Set exercise: Copy the following records word for word, omitting the pictures from your answer.

Supplied entries:

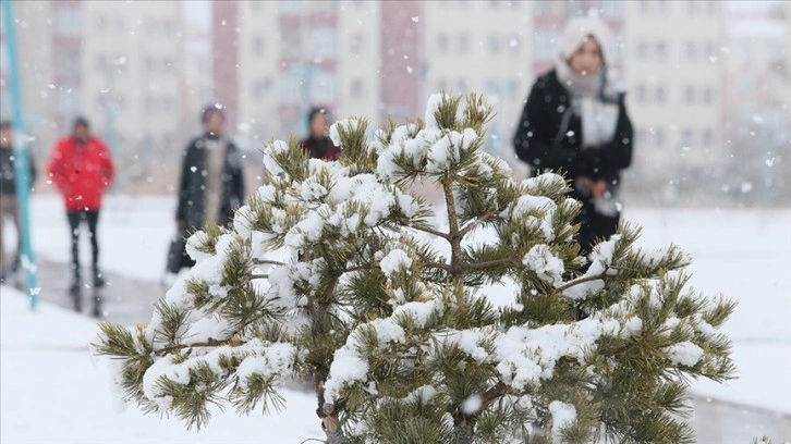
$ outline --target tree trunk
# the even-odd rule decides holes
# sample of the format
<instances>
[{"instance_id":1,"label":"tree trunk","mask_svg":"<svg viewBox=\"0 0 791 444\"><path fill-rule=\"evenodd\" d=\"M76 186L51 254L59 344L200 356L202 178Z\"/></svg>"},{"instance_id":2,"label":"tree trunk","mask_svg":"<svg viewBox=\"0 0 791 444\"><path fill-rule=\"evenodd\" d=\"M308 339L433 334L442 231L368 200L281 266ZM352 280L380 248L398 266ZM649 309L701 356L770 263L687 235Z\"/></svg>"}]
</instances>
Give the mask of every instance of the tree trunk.
<instances>
[{"instance_id":1,"label":"tree trunk","mask_svg":"<svg viewBox=\"0 0 791 444\"><path fill-rule=\"evenodd\" d=\"M346 437L341 433L340 422L334 415L328 415L321 420L321 427L327 435L327 444L344 444Z\"/></svg>"},{"instance_id":2,"label":"tree trunk","mask_svg":"<svg viewBox=\"0 0 791 444\"><path fill-rule=\"evenodd\" d=\"M455 444L473 444L473 424L463 421L453 425L453 442Z\"/></svg>"}]
</instances>

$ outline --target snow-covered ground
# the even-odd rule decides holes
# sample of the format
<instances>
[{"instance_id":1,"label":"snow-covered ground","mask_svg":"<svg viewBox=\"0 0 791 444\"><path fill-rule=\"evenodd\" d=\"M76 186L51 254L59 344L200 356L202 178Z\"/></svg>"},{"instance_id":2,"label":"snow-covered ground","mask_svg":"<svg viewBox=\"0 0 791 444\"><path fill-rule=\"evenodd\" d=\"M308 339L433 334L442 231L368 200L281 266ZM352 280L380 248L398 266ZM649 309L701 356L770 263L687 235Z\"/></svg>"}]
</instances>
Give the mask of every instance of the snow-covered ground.
<instances>
[{"instance_id":1,"label":"snow-covered ground","mask_svg":"<svg viewBox=\"0 0 791 444\"><path fill-rule=\"evenodd\" d=\"M99 227L104 268L157 281L174 231L173 206L172 198L108 199ZM791 412L791 382L786 375L791 368L791 210L628 208L625 218L643 225L643 245L672 242L692 255L696 289L707 295L722 293L740 303L726 324L733 338L740 379L721 385L695 381L694 391ZM60 201L37 196L32 222L39 257L66 261L69 238ZM82 247L87 263L87 240ZM40 284L47 292L48 283ZM108 415L107 377L101 369L92 368L86 346L96 333L95 324L46 305L37 313L25 312L21 297L8 297L11 291L7 287L2 293L3 443L21 442L17 437L22 436L24 442L69 442L62 436L80 436L85 443L217 442L223 441L221 436L231 428L239 431L234 436L255 436L256 442L323 436L317 422L299 419L305 416L296 411L314 409L309 396L299 392L287 395L289 410L280 416L235 419L234 415L222 415L198 435L183 431L174 421L160 422L134 409ZM66 325L69 334L64 335ZM41 422L60 429L40 427Z\"/></svg>"},{"instance_id":2,"label":"snow-covered ground","mask_svg":"<svg viewBox=\"0 0 791 444\"><path fill-rule=\"evenodd\" d=\"M2 287L0 297L0 442L5 444L198 444L299 443L323 437L306 393L284 390L285 410L263 417L215 415L208 428L186 431L175 420L121 412L104 361L90 359L96 322L41 304L36 312L25 297ZM115 410L115 412L113 412ZM315 415L314 415L315 418Z\"/></svg>"}]
</instances>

Answer to this exercise:
$ outline --target tree trunk
# the even-odd rule decides holes
# sample of the format
<instances>
[{"instance_id":1,"label":"tree trunk","mask_svg":"<svg viewBox=\"0 0 791 444\"><path fill-rule=\"evenodd\" d=\"M76 186L51 254L59 344L200 356L202 178Z\"/></svg>"},{"instance_id":2,"label":"tree trunk","mask_svg":"<svg viewBox=\"0 0 791 444\"><path fill-rule=\"evenodd\" d=\"M308 339L433 334L442 231L368 200L281 266ZM352 280L380 248L398 266ZM649 309L701 356L770 263L687 235Z\"/></svg>"}]
</instances>
Give the mask of every instance of the tree trunk.
<instances>
[{"instance_id":1,"label":"tree trunk","mask_svg":"<svg viewBox=\"0 0 791 444\"><path fill-rule=\"evenodd\" d=\"M346 437L341 433L340 422L334 415L328 415L321 420L321 427L327 435L327 444L344 444Z\"/></svg>"},{"instance_id":2,"label":"tree trunk","mask_svg":"<svg viewBox=\"0 0 791 444\"><path fill-rule=\"evenodd\" d=\"M455 444L473 444L473 424L463 421L453 425L453 442Z\"/></svg>"}]
</instances>

$ outline --target snow-covered ground
# the even-odd rule decides holes
# sample of the format
<instances>
[{"instance_id":1,"label":"snow-covered ground","mask_svg":"<svg viewBox=\"0 0 791 444\"><path fill-rule=\"evenodd\" d=\"M76 186L51 254L59 344L200 356L202 178Z\"/></svg>"},{"instance_id":2,"label":"snow-covered ground","mask_svg":"<svg viewBox=\"0 0 791 444\"><path fill-rule=\"evenodd\" d=\"M308 339L433 334L442 231L368 200L281 266ZM352 280L380 248L398 266ZM649 309L701 356L770 263L687 235Z\"/></svg>"}]
</instances>
Give the mask of every instance of the snow-covered ground.
<instances>
[{"instance_id":1,"label":"snow-covered ground","mask_svg":"<svg viewBox=\"0 0 791 444\"><path fill-rule=\"evenodd\" d=\"M99 227L104 268L157 281L174 231L173 206L172 198L108 199ZM791 412L791 382L786 375L791 368L791 210L628 208L625 218L643 225L643 245L672 242L692 255L696 289L707 295L722 293L740 303L726 324L733 338L740 379L721 385L695 381L694 391ZM60 201L37 196L32 222L39 257L66 261L69 238ZM82 247L87 263L87 240ZM40 284L47 292L48 283ZM108 415L107 377L101 369L92 368L86 346L96 333L95 324L46 305L37 313L25 312L21 297L8 297L11 291L7 287L2 293L3 443L21 442L17 437L22 436L24 442L69 442L62 436L80 436L85 443L217 442L223 441L221 436L231 428L239 431L234 436L255 436L256 442L323 436L317 422L299 419L305 416L296 411L314 409L309 396L299 392L287 395L289 410L280 416L235 419L234 415L222 415L198 435L183 431L174 421L160 422L134 409ZM66 325L69 334L64 335ZM41 422L60 429L40 427Z\"/></svg>"},{"instance_id":2,"label":"snow-covered ground","mask_svg":"<svg viewBox=\"0 0 791 444\"><path fill-rule=\"evenodd\" d=\"M2 287L0 297L0 442L5 444L198 444L299 443L323 437L306 393L284 390L285 410L263 417L215 415L208 428L186 431L175 420L121 412L104 361L90 359L96 322L41 304L36 312L25 297ZM115 410L115 412L113 412ZM315 415L314 415L315 418Z\"/></svg>"}]
</instances>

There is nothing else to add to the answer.